• **DATA LINES**
(begin)

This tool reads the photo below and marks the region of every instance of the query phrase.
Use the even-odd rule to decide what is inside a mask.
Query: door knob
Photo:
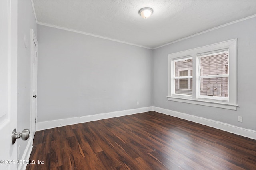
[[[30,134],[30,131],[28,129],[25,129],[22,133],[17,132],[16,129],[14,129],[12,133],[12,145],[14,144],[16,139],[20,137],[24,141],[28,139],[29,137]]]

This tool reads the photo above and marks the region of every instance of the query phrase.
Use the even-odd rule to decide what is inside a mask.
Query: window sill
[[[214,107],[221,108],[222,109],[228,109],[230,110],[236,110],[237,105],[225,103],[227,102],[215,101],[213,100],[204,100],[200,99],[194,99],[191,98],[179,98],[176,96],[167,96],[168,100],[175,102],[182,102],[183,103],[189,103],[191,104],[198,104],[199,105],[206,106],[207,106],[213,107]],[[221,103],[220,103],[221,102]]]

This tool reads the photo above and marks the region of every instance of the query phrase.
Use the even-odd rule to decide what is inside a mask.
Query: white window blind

(end)
(begin)

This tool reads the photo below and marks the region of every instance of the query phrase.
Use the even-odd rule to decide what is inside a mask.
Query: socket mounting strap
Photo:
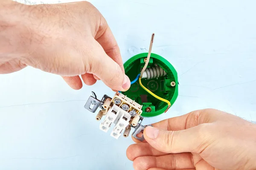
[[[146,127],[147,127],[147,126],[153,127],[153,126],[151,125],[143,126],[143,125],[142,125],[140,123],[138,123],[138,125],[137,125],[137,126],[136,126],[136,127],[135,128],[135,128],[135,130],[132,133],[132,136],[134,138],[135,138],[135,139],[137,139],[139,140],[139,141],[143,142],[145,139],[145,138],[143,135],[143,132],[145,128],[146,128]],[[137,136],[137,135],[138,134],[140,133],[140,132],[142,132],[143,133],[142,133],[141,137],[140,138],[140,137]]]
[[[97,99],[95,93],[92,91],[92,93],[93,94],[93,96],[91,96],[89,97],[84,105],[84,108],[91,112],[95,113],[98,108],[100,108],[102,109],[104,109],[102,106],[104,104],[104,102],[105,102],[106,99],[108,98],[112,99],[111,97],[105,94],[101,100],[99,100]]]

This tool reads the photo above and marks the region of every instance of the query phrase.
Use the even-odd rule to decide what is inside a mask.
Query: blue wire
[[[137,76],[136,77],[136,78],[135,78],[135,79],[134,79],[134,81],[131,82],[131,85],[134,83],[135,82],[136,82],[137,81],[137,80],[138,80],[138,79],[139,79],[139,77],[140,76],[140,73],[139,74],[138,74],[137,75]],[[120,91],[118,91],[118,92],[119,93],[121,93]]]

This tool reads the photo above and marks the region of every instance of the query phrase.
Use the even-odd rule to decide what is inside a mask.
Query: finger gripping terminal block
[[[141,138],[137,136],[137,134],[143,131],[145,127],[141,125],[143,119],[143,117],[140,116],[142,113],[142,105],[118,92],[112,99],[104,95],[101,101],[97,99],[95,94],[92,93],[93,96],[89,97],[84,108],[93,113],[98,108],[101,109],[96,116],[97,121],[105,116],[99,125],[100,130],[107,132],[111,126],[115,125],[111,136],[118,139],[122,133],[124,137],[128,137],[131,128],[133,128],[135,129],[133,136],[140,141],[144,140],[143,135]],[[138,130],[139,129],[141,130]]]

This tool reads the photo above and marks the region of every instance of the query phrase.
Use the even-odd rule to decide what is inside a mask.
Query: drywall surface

(end)

• **PROBLEM**
Which lines in the records contain the word "window"? Pick out each one and copy it.

• **ANSWER BELOW**
Query: window sill
Query: white window blind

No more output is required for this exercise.